## START
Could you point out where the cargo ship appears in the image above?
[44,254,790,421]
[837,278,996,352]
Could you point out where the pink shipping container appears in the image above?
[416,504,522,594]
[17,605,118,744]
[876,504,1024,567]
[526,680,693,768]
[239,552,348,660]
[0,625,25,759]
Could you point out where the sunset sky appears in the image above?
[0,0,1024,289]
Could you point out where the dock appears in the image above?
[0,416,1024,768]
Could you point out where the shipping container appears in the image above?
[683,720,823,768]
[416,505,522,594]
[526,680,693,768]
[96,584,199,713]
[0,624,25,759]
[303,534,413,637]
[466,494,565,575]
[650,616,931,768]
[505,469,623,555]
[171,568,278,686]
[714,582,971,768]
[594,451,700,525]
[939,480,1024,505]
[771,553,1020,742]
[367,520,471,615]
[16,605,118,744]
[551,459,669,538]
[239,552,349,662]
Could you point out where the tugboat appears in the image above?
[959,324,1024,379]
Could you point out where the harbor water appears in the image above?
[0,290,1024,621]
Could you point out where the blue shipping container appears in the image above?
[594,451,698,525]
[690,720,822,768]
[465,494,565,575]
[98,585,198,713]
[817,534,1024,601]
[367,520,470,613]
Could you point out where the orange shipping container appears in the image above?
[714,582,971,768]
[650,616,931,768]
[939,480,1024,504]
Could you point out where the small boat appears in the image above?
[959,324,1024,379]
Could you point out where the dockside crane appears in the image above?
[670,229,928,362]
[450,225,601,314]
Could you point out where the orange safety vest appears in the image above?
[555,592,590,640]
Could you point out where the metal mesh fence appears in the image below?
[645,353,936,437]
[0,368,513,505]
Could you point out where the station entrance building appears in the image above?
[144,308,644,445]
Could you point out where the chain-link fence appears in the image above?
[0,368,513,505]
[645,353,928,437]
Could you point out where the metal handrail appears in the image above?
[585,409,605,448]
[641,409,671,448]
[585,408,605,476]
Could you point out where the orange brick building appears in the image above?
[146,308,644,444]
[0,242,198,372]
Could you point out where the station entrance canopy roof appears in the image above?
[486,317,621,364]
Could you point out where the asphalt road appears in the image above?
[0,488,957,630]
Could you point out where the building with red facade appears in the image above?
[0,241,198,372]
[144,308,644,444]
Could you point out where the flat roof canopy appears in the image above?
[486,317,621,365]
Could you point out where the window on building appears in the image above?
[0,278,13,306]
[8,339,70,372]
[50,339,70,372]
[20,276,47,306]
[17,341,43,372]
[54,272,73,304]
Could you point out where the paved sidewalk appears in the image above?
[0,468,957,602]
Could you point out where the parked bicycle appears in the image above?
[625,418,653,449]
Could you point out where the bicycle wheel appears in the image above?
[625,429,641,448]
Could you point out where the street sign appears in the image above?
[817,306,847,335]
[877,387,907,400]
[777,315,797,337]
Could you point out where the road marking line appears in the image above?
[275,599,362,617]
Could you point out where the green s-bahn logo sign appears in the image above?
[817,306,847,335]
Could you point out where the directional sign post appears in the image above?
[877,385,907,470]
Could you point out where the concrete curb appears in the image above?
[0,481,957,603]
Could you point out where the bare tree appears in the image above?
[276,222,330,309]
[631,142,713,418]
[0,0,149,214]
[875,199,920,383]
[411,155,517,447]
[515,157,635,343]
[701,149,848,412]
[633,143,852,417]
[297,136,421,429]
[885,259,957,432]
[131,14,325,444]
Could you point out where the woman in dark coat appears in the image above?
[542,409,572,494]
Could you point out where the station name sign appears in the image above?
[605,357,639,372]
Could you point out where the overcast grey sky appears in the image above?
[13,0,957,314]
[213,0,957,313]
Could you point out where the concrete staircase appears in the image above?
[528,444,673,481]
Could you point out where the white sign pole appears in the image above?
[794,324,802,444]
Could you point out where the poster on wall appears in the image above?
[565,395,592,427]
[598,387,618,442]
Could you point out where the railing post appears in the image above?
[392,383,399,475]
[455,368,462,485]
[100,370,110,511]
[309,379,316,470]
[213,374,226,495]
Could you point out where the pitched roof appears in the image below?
## END
**The request**
Rewrite all of the lines above as a JSON list of strings, with one string for each line and any blank lines omitted.

**The completed task**
[
  "Could you point out where the cargo ship appears in the image above?",
  "[44,254,790,421]",
  "[837,278,996,352]",
  "Could you point out where the pink shipping container appears in the image above?",
  "[416,504,522,594]",
  "[17,605,118,744]",
  "[876,504,1024,567]",
  "[526,680,693,768]",
  "[239,552,348,660]",
  "[0,625,25,759]",
  "Could you point out where the sunset sky appears in the image above?",
  "[0,0,1024,289]",
  "Could you point out where the dock appears in the image above?",
  "[0,416,1024,768]",
  "Could you point out where the shipping container appears in the image above?",
  "[683,720,823,768]",
  "[416,505,522,594]",
  "[526,680,693,768]",
  "[96,584,199,713]",
  "[0,624,25,759]",
  "[303,534,413,637]",
  "[466,494,565,575]",
  "[650,616,931,768]",
  "[505,469,623,555]",
  "[171,568,278,686]",
  "[714,582,971,768]",
  "[594,451,700,525]",
  "[939,480,1024,505]",
  "[771,553,1020,742]",
  "[367,520,471,615]",
  "[16,605,118,744]",
  "[551,459,669,538]",
  "[239,552,349,662]",
  "Could you point out where the tugboat appears in the image above?",
  "[959,324,1024,379]",
  "Could you point out where the harbor water appears in the image above?",
  "[0,290,1024,621]",
  "Could you point out where the blue shipping container appears in the image above?",
  "[594,451,698,525]",
  "[690,720,822,768]",
  "[465,494,565,575]",
  "[98,585,198,713]",
  "[817,534,1024,601]",
  "[367,520,470,613]",
  "Could you point out where the orange shipping container appears in the image above?",
  "[714,582,971,768]",
  "[650,616,931,768]",
  "[939,480,1024,504]",
  "Could you point out where the small boat appears in the image above?",
  "[959,324,1024,379]",
  "Could you point out where the dockside crane appears in the image above?",
  "[670,229,928,362]",
  "[450,225,601,314]",
  "Could you point out where the orange safety vest appears in the image above?",
  "[555,592,590,640]",
  "Could you point out where the metal mesh fence appears in the image below?",
  "[645,353,936,437]",
  "[0,368,513,505]",
  "Could you point out where the station entrance building appears in the image above?",
  "[144,308,644,445]",
  "Could you point out where the chain-link fence appears in the image above?",
  "[0,368,513,505]",
  "[645,353,928,437]",
  "Could you point out where the metal handrail appears in the image above?",
  "[585,409,605,448]",
  "[641,409,671,448]",
  "[585,408,605,476]",
  "Could you point out where the orange brick building appears in the image above?",
  "[146,308,644,444]",
  "[0,242,198,372]",
  "Could you point out where the station entrance canopy roof appears in the image above?",
  "[486,317,621,364]",
  "Could you point out where the asphalt road appears in the image above?",
  "[0,488,957,630]",
  "Could you point out where the building with red facade appears in the image above?",
  "[0,241,198,372]",
  "[144,308,644,444]",
  "Could you point out where the flat roof canopy appears in the image above?",
  "[486,317,621,365]",
  "Could you point out where the window on building appears in the image above?",
  "[0,278,13,306]",
  "[8,339,70,372]",
  "[50,339,70,372]",
  "[20,276,47,306]",
  "[17,341,43,372]",
  "[54,272,73,304]",
  "Could you point out where the paved sidewalk appears in the image above?",
  "[0,468,957,602]",
  "Could you point out where the parked bicycle appears in the image above?",
  "[625,418,653,449]",
  "Could you point out where the bicycle wheel appears in the image above?",
  "[625,429,641,448]",
  "Could you point out where the street sign appears in the image above?",
  "[817,306,847,335]",
  "[877,387,907,400]",
  "[777,315,797,337]",
  "Could you point out where the road marking line appears in the image above?",
  "[275,599,362,617]",
  "Could you point out where the green s-bahn logo sign appears in the image above?",
  "[817,306,847,335]",
  "Could you point out where the directional sign post appears in the image above?",
  "[877,385,907,470]",
  "Could you point out where the concrete curb appears in the image above?",
  "[0,481,957,603]",
  "Could you point out where the bare tree appears in the image above?",
  "[276,222,330,309]",
  "[631,142,713,418]",
  "[0,0,149,214]",
  "[875,199,920,383]",
  "[411,155,517,447]",
  "[515,157,635,343]",
  "[701,149,848,412]",
  "[633,143,852,417]",
  "[297,136,421,429]",
  "[885,259,957,432]",
  "[131,14,325,444]",
  "Could you point out where the woman in dark coat appears in the image above?",
  "[542,409,572,494]",
  "Could you point out where the station name sign appears in the image above?",
  "[605,357,639,372]",
  "Could you point out where the overcast grey sky appears in the image above?",
  "[13,0,957,314]",
  "[213,0,957,313]",
  "Could you point out where the concrete staircase appears in the image above?",
  "[528,444,673,481]",
  "Could you point out where the white sign pole appears in the image above?",
  "[794,324,802,444]",
  "Could you point out where the poster on wall appears in the image above?",
  "[565,395,592,427]",
  "[598,387,618,442]",
  "Could you point out where the railing post appears in the image above?",
  "[392,383,399,475]",
  "[455,368,462,485]",
  "[100,370,110,511]",
  "[309,379,316,470]",
  "[213,374,226,495]",
  "Could you point out where the pitched roof appears in the image below?"
]